**THE EXERCISE**
Print the data below verbatim, line for line.

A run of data
────────────────────
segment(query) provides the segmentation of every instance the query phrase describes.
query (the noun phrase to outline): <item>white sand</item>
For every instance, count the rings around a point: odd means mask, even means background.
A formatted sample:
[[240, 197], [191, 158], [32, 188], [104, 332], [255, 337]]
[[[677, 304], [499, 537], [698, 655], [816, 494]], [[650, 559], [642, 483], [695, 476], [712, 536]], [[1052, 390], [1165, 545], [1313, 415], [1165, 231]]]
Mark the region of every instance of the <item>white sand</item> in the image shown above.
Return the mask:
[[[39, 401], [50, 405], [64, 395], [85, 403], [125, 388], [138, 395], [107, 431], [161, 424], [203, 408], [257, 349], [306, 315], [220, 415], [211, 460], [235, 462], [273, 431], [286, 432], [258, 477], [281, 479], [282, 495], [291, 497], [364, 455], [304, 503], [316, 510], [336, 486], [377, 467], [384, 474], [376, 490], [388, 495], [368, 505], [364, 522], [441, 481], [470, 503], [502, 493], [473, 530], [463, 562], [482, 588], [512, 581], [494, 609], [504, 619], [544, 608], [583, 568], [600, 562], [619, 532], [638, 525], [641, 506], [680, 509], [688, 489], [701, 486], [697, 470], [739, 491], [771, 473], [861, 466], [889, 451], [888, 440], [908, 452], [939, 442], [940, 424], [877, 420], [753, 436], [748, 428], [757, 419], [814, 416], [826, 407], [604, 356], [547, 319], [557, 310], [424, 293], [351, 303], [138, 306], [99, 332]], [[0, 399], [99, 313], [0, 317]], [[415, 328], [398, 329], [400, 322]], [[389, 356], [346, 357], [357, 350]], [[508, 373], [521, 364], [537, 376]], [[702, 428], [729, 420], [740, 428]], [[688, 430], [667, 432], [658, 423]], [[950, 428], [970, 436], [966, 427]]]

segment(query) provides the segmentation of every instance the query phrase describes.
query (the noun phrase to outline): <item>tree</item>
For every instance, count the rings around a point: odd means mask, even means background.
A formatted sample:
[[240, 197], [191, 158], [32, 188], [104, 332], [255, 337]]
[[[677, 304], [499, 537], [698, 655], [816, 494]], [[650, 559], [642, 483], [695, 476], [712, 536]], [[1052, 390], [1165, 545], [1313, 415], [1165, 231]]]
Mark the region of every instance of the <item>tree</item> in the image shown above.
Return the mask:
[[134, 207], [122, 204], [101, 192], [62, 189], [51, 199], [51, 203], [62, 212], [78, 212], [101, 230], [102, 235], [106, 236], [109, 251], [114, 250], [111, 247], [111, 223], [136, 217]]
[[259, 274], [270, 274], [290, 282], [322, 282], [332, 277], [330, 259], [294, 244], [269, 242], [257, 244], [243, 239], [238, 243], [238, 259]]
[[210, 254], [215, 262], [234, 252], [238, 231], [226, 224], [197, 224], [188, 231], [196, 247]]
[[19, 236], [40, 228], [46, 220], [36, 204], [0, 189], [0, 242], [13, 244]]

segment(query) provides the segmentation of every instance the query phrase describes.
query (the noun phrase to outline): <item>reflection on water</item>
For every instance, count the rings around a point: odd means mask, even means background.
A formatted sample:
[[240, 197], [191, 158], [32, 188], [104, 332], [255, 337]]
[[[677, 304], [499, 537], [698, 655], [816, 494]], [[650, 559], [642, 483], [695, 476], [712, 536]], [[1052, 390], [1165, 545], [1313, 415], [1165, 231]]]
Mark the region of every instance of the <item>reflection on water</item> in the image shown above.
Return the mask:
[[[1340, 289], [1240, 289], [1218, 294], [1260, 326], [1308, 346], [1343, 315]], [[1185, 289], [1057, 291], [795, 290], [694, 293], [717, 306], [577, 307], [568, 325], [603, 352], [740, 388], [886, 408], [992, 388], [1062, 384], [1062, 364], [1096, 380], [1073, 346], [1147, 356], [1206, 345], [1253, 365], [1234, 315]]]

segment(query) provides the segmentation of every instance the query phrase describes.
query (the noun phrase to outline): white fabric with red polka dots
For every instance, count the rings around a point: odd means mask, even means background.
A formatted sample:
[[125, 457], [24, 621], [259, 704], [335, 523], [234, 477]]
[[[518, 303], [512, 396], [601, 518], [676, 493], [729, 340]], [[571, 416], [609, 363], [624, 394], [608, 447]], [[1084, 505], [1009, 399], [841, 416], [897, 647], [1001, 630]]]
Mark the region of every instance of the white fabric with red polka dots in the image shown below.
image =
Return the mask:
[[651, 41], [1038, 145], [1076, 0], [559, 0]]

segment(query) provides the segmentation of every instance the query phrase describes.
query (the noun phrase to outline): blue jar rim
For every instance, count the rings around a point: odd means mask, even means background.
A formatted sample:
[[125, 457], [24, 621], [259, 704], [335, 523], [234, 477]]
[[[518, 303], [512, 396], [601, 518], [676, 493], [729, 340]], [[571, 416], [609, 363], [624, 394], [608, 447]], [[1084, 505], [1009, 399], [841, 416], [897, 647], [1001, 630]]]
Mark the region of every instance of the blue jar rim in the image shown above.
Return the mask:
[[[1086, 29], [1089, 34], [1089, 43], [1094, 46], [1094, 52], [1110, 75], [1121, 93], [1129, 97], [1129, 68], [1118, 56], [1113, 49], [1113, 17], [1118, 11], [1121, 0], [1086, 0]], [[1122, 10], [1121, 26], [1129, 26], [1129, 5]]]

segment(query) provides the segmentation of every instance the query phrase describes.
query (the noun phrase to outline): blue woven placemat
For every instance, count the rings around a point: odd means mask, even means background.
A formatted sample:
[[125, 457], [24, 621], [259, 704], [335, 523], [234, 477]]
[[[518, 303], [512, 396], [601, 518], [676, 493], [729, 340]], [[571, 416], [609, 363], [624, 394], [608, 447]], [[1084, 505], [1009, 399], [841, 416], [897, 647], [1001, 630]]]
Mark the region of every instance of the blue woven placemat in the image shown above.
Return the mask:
────────────────────
**REPLY**
segment(query) provides the segmentation of every instance the query phrase describes.
query (the noun phrase to outline): <item>white sand</item>
For every instance, count the rings around a point: odd means mask, even means background.
A formatted sample:
[[240, 197], [191, 158], [32, 188], [104, 332], [255, 337]]
[[[677, 304], [499, 537], [698, 655], [816, 494]], [[650, 559], [642, 483], [695, 476], [712, 536]], [[1052, 390], [1165, 545], [1313, 415], [1165, 231]]]
Mark the region of every instance of the <item>white sand</item> in the image shown above.
Return the mask:
[[[39, 401], [50, 405], [64, 395], [85, 403], [125, 388], [138, 395], [107, 431], [161, 424], [203, 408], [257, 349], [306, 315], [220, 415], [211, 460], [235, 462], [273, 431], [286, 432], [258, 477], [281, 479], [282, 495], [291, 497], [364, 455], [304, 503], [316, 510], [336, 486], [377, 467], [384, 474], [376, 490], [388, 495], [368, 505], [364, 522], [441, 481], [470, 503], [502, 493], [473, 530], [463, 562], [482, 588], [512, 581], [494, 609], [504, 619], [544, 608], [583, 568], [600, 562], [619, 532], [638, 525], [641, 506], [680, 509], [688, 489], [701, 486], [697, 470], [739, 491], [771, 473], [861, 466], [889, 451], [888, 440], [908, 452], [939, 442], [940, 424], [877, 420], [753, 436], [748, 428], [757, 419], [814, 416], [826, 407], [604, 356], [547, 319], [557, 310], [424, 293], [351, 303], [138, 306], [99, 332]], [[0, 399], [99, 313], [0, 317]], [[415, 328], [398, 329], [400, 322]], [[389, 356], [346, 357], [357, 350]], [[508, 373], [521, 364], [537, 376]], [[702, 428], [729, 420], [740, 428]], [[688, 430], [667, 432], [658, 423]], [[950, 428], [970, 436], [966, 427]]]

segment(query) provides the segmentation of every instance the query phrase describes.
query (the noun phrase to outline): <item>tree</item>
For every instance, count the rings around a point: odd means mask, even means background.
A formatted sample:
[[240, 197], [191, 158], [32, 188], [104, 332], [255, 337]]
[[[677, 304], [499, 537], [698, 655], [816, 494]], [[650, 559], [642, 483], [695, 476], [712, 536]], [[1052, 390], [1165, 545], [1313, 415], [1165, 231]]]
Mark the region of every instance of the <item>tree</item> in the image shown above.
Return the mask:
[[134, 207], [122, 204], [101, 192], [62, 189], [51, 199], [51, 203], [62, 212], [78, 212], [101, 230], [102, 235], [106, 236], [109, 251], [114, 250], [111, 247], [111, 223], [136, 217]]
[[259, 274], [270, 274], [290, 282], [322, 282], [332, 277], [330, 259], [294, 244], [269, 242], [257, 244], [243, 239], [238, 243], [238, 259]]
[[210, 254], [215, 262], [234, 252], [238, 231], [226, 224], [197, 224], [188, 231], [196, 247]]
[[19, 236], [40, 228], [46, 220], [36, 204], [0, 189], [0, 242], [13, 244]]

segment(query) provides the segmentation of every instance the query phrase describes.
query (the noun phrase to outline): <item>reflection on water</item>
For every instance, count the rings around a point: odd means mask, even means background.
A formatted sample:
[[240, 197], [191, 158], [32, 188], [104, 332], [255, 337]]
[[[677, 304], [499, 537], [698, 655], [816, 494]], [[650, 559], [642, 483], [695, 476], [712, 536]], [[1052, 390], [1165, 545], [1313, 415], [1165, 231]]]
Mark the region of every instance of the <item>reflection on water</item> in the image shown above.
Return the mask:
[[[1340, 289], [1240, 289], [1218, 294], [1260, 326], [1308, 346], [1343, 315]], [[1185, 289], [1057, 291], [795, 290], [694, 293], [717, 306], [577, 307], [568, 325], [603, 352], [740, 388], [886, 408], [992, 388], [1062, 384], [1062, 364], [1096, 380], [1073, 346], [1147, 356], [1206, 345], [1253, 365], [1234, 315]]]

segment(query) provides the segmentation of every instance the query phrase describes.
query (the noun phrase to outline): white fabric with red polka dots
For every instance, count the rings around a point: odd means mask, even means background.
A formatted sample:
[[125, 457], [24, 621], [259, 704], [335, 523], [234, 477]]
[[[518, 303], [512, 396], [601, 518], [676, 493], [729, 340]], [[571, 416], [609, 363], [624, 394], [608, 447]], [[1084, 505], [1009, 399], [841, 416], [897, 647], [1001, 630]]]
Mark the region of every instance of the white fabric with red polka dots in the image shown below.
image =
Return the mask:
[[651, 41], [1038, 145], [1076, 0], [559, 0]]

segment(query) provides the segmentation of every instance the query phrase describes.
query (the noun phrase to outline): blue jar rim
For every instance, count the rings around a point: odd means mask, even means background.
A formatted sample:
[[125, 457], [24, 621], [259, 704], [335, 523], [234, 477]]
[[[518, 303], [512, 396], [601, 518], [676, 493], [729, 340]], [[571, 416], [609, 363], [624, 394], [608, 447]], [[1084, 505], [1009, 399], [841, 416], [897, 647], [1001, 630]]]
Mark the region of every instance of the blue jar rim in the image shown above.
Return the mask:
[[[1086, 29], [1089, 34], [1089, 43], [1094, 46], [1094, 52], [1110, 75], [1121, 93], [1129, 97], [1129, 68], [1118, 56], [1113, 49], [1113, 17], [1118, 11], [1121, 0], [1086, 0]], [[1122, 10], [1121, 26], [1129, 26], [1129, 5]]]

segment(query) provides the segmentation of every instance the query phrase describes.
query (the noun phrase to outline): blue woven placemat
For every instance, count the rings around a point: odd means mask, even means background.
A formatted sample:
[[125, 457], [24, 621], [259, 704], [335, 523], [234, 477]]
[[[518, 303], [512, 396], [601, 518], [676, 493], [729, 340]], [[571, 416], [609, 363], [624, 394], [608, 447]], [[1084, 505], [1009, 399], [841, 416], [897, 647], [1001, 630]]]
Mark the region of every instance of the blue woven placemat in the image shown above.
Return the mask:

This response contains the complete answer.